- _Task brief_:
Write out every single entry exactly.

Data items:

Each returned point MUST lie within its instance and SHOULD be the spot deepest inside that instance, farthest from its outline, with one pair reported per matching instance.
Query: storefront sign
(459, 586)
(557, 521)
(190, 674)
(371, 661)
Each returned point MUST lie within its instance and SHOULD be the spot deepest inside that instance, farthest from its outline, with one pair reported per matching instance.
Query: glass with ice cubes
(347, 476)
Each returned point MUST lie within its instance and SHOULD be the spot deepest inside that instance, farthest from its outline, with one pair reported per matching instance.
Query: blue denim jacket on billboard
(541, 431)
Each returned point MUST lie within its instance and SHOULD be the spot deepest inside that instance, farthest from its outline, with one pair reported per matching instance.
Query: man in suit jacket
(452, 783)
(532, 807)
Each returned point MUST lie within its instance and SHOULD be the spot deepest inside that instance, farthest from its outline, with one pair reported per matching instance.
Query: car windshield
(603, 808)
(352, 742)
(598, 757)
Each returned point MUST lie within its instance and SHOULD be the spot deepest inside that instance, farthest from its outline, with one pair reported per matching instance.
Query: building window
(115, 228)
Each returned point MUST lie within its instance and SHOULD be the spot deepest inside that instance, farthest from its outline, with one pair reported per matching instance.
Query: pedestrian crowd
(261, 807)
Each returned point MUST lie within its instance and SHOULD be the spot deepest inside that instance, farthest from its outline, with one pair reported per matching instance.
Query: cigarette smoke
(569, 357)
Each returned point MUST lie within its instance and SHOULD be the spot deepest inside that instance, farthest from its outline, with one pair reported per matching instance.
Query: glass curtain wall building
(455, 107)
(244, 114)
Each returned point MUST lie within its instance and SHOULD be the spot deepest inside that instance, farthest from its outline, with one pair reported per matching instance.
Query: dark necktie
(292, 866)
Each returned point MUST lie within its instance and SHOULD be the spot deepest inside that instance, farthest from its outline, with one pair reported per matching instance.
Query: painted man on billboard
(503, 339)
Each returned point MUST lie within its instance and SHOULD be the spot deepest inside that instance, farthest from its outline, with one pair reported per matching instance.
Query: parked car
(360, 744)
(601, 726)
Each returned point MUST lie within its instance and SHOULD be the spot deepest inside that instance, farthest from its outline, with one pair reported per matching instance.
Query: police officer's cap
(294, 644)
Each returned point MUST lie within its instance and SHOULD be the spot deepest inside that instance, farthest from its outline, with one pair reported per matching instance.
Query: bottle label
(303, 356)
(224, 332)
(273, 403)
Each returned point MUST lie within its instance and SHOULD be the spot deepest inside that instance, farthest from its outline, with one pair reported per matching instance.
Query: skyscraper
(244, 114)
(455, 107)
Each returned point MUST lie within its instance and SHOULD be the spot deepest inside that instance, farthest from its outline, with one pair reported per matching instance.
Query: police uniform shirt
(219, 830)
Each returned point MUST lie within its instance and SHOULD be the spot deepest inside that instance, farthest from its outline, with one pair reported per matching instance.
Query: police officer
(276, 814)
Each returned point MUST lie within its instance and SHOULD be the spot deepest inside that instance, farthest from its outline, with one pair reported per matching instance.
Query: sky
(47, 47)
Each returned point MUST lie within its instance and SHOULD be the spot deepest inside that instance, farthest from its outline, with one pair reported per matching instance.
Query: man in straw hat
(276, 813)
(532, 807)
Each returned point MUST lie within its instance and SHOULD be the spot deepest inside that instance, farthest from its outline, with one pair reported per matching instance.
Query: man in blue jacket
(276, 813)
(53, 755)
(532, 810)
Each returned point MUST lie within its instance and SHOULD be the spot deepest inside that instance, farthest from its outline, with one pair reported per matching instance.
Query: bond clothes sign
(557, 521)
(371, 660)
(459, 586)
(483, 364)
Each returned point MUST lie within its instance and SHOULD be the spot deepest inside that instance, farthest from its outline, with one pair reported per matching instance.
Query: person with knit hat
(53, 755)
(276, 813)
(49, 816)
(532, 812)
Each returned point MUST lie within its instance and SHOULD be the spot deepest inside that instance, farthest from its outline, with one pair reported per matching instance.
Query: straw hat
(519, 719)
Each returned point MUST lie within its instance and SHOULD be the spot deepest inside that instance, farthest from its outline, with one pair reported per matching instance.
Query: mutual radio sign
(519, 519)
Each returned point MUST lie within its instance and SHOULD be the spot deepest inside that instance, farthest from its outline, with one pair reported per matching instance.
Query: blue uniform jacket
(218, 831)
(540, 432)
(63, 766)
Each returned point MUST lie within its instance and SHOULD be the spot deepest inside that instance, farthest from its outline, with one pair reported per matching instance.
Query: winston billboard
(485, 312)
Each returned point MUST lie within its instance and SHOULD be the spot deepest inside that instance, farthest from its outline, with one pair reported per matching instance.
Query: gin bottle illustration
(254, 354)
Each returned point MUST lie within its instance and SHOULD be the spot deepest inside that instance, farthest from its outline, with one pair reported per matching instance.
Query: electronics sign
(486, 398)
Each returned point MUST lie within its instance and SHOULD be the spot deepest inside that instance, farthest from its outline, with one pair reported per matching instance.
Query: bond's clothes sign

- _Exercise answer_:
Each returned point MUST lie within its instance and SHOULD be the spot deepest inside that instance, farthest from its outline, with one pair reported per matching instance.
Query: storefront sign
(459, 586)
(557, 521)
(190, 674)
(371, 661)
Each returned point MUST lie within its instance and SHOULD be the spot deepest inside that instance, farthest from its outline, with one pair reported per matching instance.
Query: glass with ice cubes
(347, 476)
Each returned point MUST lie within its instance and SHOULD be the spot deepest inside that instance, farthest from its outline, with one pair reported per matching instance.
Query: blue denim jacket on billboard
(541, 431)
Each returned point MUST lie within its instance and SHOULD be the spot deepest inside that instance, farthest from its outline, with one pair reported per matching instance.
Query: man in suit jacket
(452, 783)
(532, 807)
Each returned point MUST lie within its instance and SHOULD be the spot deepest inside that instance, farthest from its outline, with one pair reported per matching instance.
Query: car windshield
(603, 808)
(352, 742)
(598, 757)
Each returned point MUST lie within its instance and SHOULD be the spot deepest inside that instance, farthest from its outline, with one pair reported per matching instance.
Query: building window
(115, 228)
Each returned point MUST lie within its instance and SHOULD be the spot deepest inside that instance, farthest from its outline, with one pair reported per matching instance.
Query: pedestrian crowd
(261, 807)
Each returned point MUST lie within its instance and SHOULD be the spot deepest inside that instance, farthest from its outline, with one pair reported per matching instance.
Query: cigarette smoke
(569, 357)
Each returned point MUST lie within its instance and SHOULD be the spot deepest inside that instance, farthest from its outline, with one pair reported per matching instance.
Query: glass curtain wall building
(455, 107)
(244, 114)
Each returned point MUST lie within its instance and SHOULD be the spot deepest inside that instance, farthest from its outline, with one pair reported per matching instance.
Query: dark necktie
(292, 866)
Each returned point MUST lie within its instance and SHOULD be the spot deepest inside that instance, farthest from its outline, with one pair reported per matching instance.
Query: painted man on billboard
(503, 339)
Each returned point MUST lie within its instance and SHOULD be the spot deepest inside that instance, farthest from its outline, with one pair reported per matching instance.
Query: parked car
(360, 744)
(601, 726)
Each returned point MUST lie within its instance and SHOULD be the spot deepest inside that instance, farthest from its outline, with one pair reported per matching instance.
Query: police officer's cap
(294, 644)
Each returned point MUST lie within its instance and SHOULD be the spot deepest inside that instance, farthest from its outline, with one pair reported per matching instance.
Query: bottle label
(303, 356)
(224, 332)
(273, 403)
Each returned point MUST lie within its instance and SHOULD be the spot deepest inside that instance, farthest from its outline, with one pair reported per matching instance.
Query: skyscraper
(244, 114)
(455, 107)
Each returned point MUST lie within its instance and SHOULD be the spot deepest inside that instance, farthest from its outline, with one pair reported per matching instance.
Query: police uniform shirt
(219, 830)
Each returned point MUST lie within its instance and SHOULD be the spot deepest inside that instance, farthest from its outline, with one pair reported per matching instance.
Query: police officer
(276, 814)
Each returned point MUST lie within its instance and SHOULD be the spot deepest inside that instance, farthest from its outline, with one pair reported per matching instance.
Query: sky
(47, 47)
Each returned point MUST lie within its instance and SHOULD be the spot deepest inside that instance, farthest from its outline, with one pair reported per matching instance.
Query: man in straw hat
(276, 813)
(532, 807)
Each returned point MUST lie within its instance and SHOULD be the spot deepest inside that instance, farthest from its outline, with one pair reported per matching instance.
Query: man in blue jacket
(276, 813)
(53, 755)
(532, 810)
Each returned point MUST lie within its instance and SHOULD be the spot deepest inside that instance, farthest from its outline, with one pair reported per matching instance.
Query: bond clothes sign
(557, 521)
(371, 660)
(459, 586)
(483, 364)
Each returned point MUST lie within its instance and SHOULD be the spot deepest inside that instance, farthest from its outline, with one pair reported per matching instance.
Query: person with knit hat
(53, 755)
(276, 813)
(49, 816)
(532, 812)
Each returned point MUST lie within its instance and SHOULD be the spot deepest inside that instance, farthest from its outline, with one pair reported per matching instance.
Query: straw hat
(519, 719)
Each returned point MUST lie within its instance and SHOULD be the spot deepest inside that instance, farthest from its outline, with one pair reported per matching instance.
Query: mutual radio sign
(519, 519)
Each returned point MUST lie within its instance and SHOULD be the spot deepest inside that instance, farthest from its outline, with one pair reported per matching instance.
Query: blue uniform jacket
(218, 831)
(540, 432)
(63, 766)
Each returned point MUST lie within its instance and SHOULD be the spot deepest inside that instance, farthest from its outline, with one pair reported per matching instance.
Query: winston billboard
(485, 312)
Each returned point MUST lie within its instance and SHOULD be the spot deepest inside that instance, farthest from its outline, with one pair reported per matching instance.
Query: gin bottle illustration
(254, 354)
Each returned point MUST lie within its instance and SHOULD be the spot deepest inside that instance, farthest from its outline, with one pair reported per matching instance.
Query: electronics sign
(486, 398)
Each returned point MUST lie within its instance and SHOULD be the spot deepest inside that instance, farthest from its outline, with one pair reported per matching instance.
Query: bond's clothes sign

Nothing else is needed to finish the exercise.